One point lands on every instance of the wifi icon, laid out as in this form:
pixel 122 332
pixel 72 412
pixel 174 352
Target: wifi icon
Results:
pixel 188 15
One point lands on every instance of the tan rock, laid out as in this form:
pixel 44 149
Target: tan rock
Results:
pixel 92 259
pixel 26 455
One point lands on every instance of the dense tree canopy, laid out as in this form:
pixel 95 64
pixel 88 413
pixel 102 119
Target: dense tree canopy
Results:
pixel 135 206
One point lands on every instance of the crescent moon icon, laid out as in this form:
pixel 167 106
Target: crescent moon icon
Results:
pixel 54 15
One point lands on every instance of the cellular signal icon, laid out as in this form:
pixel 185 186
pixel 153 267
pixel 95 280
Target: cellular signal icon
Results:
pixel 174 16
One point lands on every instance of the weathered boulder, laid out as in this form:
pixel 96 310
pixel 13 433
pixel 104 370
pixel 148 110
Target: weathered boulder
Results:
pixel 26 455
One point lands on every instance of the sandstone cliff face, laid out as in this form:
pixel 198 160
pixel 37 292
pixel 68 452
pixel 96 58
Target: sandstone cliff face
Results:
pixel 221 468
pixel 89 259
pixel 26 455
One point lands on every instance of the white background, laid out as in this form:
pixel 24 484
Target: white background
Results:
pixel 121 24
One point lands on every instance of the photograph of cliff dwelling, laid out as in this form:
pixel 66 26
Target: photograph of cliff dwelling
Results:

● ● ● ●

▸ Co należy zrobić: Przepisz wszystkie powyższe wpisy jako listę JSON z ciągami znaków, po jednym ciągu na każdą linię. Puste linie pomiń.

▸ Wynik ćwiczenia:
[
  "One point lands on every instance of the wifi icon, laid out as in this form:",
  "pixel 122 332",
  "pixel 72 412",
  "pixel 174 352",
  "Target: wifi icon",
  "Results:",
  "pixel 188 15",
  "One point lands on every instance of the tan rock, laid out as in this form:",
  "pixel 44 149",
  "Target: tan rock",
  "Results:",
  "pixel 92 259",
  "pixel 26 455",
  "One point lands on every instance of the dense tree canopy, laid out as in this form:",
  "pixel 95 64",
  "pixel 88 413",
  "pixel 102 119",
  "Target: dense tree canopy",
  "Results:",
  "pixel 135 206",
  "One point lands on every instance of the crescent moon icon, laid out as in this form:",
  "pixel 167 106",
  "Target: crescent moon icon",
  "Results:",
  "pixel 54 15",
  "One point lands on every instance of the cellular signal icon, laid out as in this form:",
  "pixel 185 186",
  "pixel 153 267",
  "pixel 95 280",
  "Target: cellular signal icon",
  "Results:",
  "pixel 174 16",
  "One point lands on every instance of the weathered boulder, laid out as in this form:",
  "pixel 96 310",
  "pixel 13 433",
  "pixel 104 370",
  "pixel 148 110",
  "Target: weathered boulder",
  "Results:",
  "pixel 26 455",
  "One point lands on every instance of the sandstone cliff face, laid out as in this form:",
  "pixel 198 160",
  "pixel 37 292",
  "pixel 68 452",
  "pixel 96 58",
  "Target: sandstone cliff face",
  "Results:",
  "pixel 221 468",
  "pixel 89 259",
  "pixel 26 455",
  "One point lands on every instance of the white background, laid out as in this form:",
  "pixel 24 484",
  "Target: white background",
  "Results:",
  "pixel 121 24",
  "One point lands on every instance of the photograph of cliff dwelling, laid out as in this form:",
  "pixel 66 26",
  "Target: photograph of cliff dwelling",
  "Results:"
]